(Beginning of READING TEXT)

In 1916, William sailed for India. He was to take up garrison duties in Multan, India (now Pakistan) so as to release regular troops to fight in the War.
William Clegg lived in Liverpool during the early 1900s. He was married to Louisa, and together they had eight children; one child stillborn, one child who died at aged two and another at six years of age, leaving five living children.
At that time and for many years afterwards life in Liverpool was hard. Living conditions were crowded, poor and unhealthy. There was not much work, and only the few could hope for a fulfilling life. William earned his living as a paint grinder a dirty, noisy and unhealthy job.
In April 1914, one of the children named Evelyn aged six died. This must have been a very hard year for the family. When WW1 was declared on August 1, 1914, William joined the Territorial Army. He probably wanted get away from the death and poor living conditions and maybe hoping to get a better level of pay to support his family. He was 32 years of age, and he left Louisa eight months pregnant!
The Territorial Army is an army of volunteers which supports the British Army. Volunteer units have existed for centuries, but in 1908 they were merged to form the Territorial Force. Members of the Territorial Force were mobilised in the First World War and served alongside the regular army. 
One of the units was The Fifth Battalion King’s (Liverpool) Regiment, which had its HQ at 65 St Anne Street Liverpool.
William was supposed to be part of the Home Guard and serve in England but at some point he agreed to transfer to the Rifle Brigade. He was immediately sent to the Curragh in Ireland, and then to Douglas on the Isle of Man for training.

(End of READING TEXT)

* **PROBLEM REQUIREMENTS**
Write out, word for word, the part of the passage about William Clegg between "At that time" and "and unhealthy job.", inclusive. The lines that follow have no connection to the passage about William Clegg.

(Beginning of PROVIDED INFORMATION)

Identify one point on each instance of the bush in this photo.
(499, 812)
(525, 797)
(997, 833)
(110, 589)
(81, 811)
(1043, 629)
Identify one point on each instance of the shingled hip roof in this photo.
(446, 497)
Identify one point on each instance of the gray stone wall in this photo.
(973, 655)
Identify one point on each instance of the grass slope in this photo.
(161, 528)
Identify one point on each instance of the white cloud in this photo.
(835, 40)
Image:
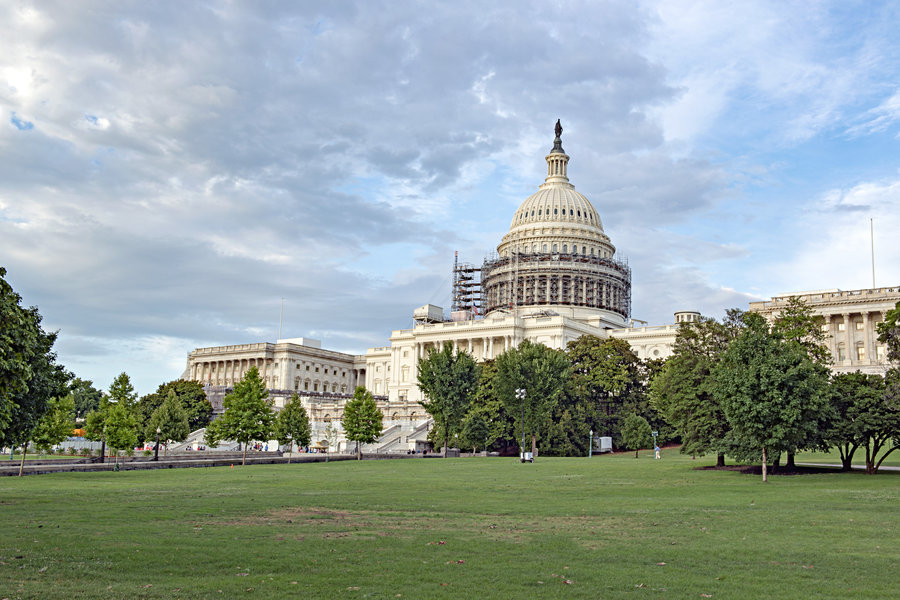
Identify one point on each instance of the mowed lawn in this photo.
(608, 527)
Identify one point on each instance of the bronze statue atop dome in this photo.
(557, 142)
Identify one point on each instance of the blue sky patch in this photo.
(21, 124)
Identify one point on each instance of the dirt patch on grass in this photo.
(775, 471)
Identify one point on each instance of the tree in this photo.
(854, 398)
(120, 428)
(475, 431)
(248, 414)
(542, 373)
(683, 390)
(606, 383)
(121, 391)
(292, 425)
(771, 391)
(54, 426)
(85, 396)
(362, 419)
(171, 421)
(889, 333)
(635, 432)
(29, 374)
(448, 381)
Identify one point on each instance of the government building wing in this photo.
(554, 278)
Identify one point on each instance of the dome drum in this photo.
(548, 280)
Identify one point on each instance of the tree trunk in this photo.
(22, 464)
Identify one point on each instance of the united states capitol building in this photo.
(554, 278)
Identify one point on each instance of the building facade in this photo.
(850, 320)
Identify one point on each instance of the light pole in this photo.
(156, 450)
(520, 394)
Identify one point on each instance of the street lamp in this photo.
(520, 394)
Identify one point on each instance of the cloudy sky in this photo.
(169, 171)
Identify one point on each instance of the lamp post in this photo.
(520, 394)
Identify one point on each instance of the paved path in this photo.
(854, 467)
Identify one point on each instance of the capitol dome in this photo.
(557, 257)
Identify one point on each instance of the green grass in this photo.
(614, 527)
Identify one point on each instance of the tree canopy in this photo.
(248, 414)
(635, 432)
(448, 380)
(362, 420)
(171, 420)
(542, 373)
(770, 390)
(683, 389)
(29, 374)
(292, 424)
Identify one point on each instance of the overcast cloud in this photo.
(170, 171)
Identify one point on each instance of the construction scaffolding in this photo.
(542, 279)
(466, 287)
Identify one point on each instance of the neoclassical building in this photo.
(850, 320)
(554, 278)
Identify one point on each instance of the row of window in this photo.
(540, 212)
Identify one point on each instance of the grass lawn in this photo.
(609, 527)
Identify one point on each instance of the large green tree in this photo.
(54, 427)
(292, 425)
(889, 334)
(543, 374)
(854, 398)
(635, 433)
(362, 419)
(29, 374)
(606, 383)
(683, 389)
(771, 391)
(120, 428)
(170, 419)
(191, 395)
(85, 397)
(248, 414)
(448, 380)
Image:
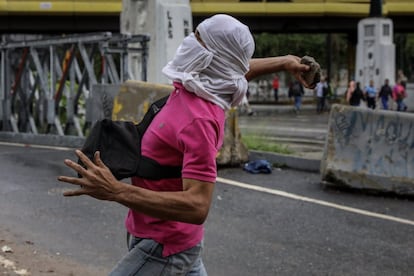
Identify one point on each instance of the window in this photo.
(386, 30)
(369, 30)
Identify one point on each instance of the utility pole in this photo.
(375, 58)
(167, 22)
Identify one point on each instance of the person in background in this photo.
(210, 73)
(401, 78)
(371, 94)
(321, 91)
(296, 91)
(399, 94)
(385, 94)
(275, 85)
(354, 93)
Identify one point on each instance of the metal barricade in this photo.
(45, 83)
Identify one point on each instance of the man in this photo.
(371, 94)
(296, 91)
(321, 93)
(385, 94)
(210, 73)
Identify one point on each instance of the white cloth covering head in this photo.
(217, 71)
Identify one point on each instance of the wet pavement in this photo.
(283, 223)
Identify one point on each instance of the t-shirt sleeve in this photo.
(200, 142)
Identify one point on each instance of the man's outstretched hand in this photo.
(96, 179)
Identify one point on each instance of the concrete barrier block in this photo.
(368, 149)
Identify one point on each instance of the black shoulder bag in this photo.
(119, 144)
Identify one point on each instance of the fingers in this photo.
(85, 160)
(98, 161)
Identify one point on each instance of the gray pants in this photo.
(145, 258)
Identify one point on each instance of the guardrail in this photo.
(45, 82)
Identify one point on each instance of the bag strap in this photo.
(149, 168)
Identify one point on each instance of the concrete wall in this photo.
(370, 150)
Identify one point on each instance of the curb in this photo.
(52, 140)
(293, 162)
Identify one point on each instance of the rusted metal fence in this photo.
(45, 83)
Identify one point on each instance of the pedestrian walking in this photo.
(399, 94)
(385, 94)
(371, 94)
(321, 91)
(275, 85)
(296, 92)
(210, 73)
(354, 94)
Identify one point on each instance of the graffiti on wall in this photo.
(377, 143)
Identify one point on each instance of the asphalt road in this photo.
(283, 223)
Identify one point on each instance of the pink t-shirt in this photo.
(188, 131)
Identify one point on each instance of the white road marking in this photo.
(36, 146)
(315, 201)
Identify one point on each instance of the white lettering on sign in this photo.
(45, 5)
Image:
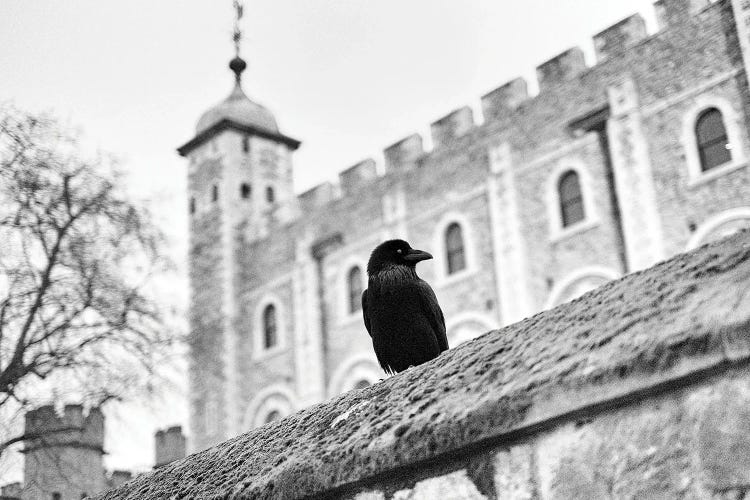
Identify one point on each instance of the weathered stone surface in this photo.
(455, 485)
(626, 341)
(514, 473)
(723, 435)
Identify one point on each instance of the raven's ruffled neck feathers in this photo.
(394, 273)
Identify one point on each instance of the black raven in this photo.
(400, 310)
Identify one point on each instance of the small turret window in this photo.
(454, 248)
(355, 289)
(571, 199)
(713, 143)
(270, 338)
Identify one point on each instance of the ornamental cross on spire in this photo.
(237, 34)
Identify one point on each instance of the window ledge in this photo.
(560, 234)
(449, 279)
(716, 172)
(350, 319)
(264, 354)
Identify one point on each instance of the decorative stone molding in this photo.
(355, 368)
(732, 124)
(720, 225)
(579, 282)
(277, 397)
(259, 350)
(442, 278)
(507, 239)
(590, 213)
(641, 220)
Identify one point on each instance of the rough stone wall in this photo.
(591, 245)
(638, 389)
(694, 59)
(67, 457)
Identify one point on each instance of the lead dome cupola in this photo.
(238, 108)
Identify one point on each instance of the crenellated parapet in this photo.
(506, 97)
(357, 176)
(404, 154)
(451, 126)
(45, 427)
(511, 106)
(619, 37)
(561, 68)
(170, 445)
(673, 12)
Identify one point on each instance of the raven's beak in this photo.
(414, 255)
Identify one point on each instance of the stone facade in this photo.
(625, 126)
(638, 389)
(65, 461)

(End of PROVIDED INFORMATION)

* **EXERCISE RESULT**
At that time and for many years afterwards life in Liverpool was hard. Living conditions were crowded, poor and unhealthy. There was not much work, and only the few could hope for a fulfilling life. William earned his living as a paint grinder a dirty, noisy and unhealthy job.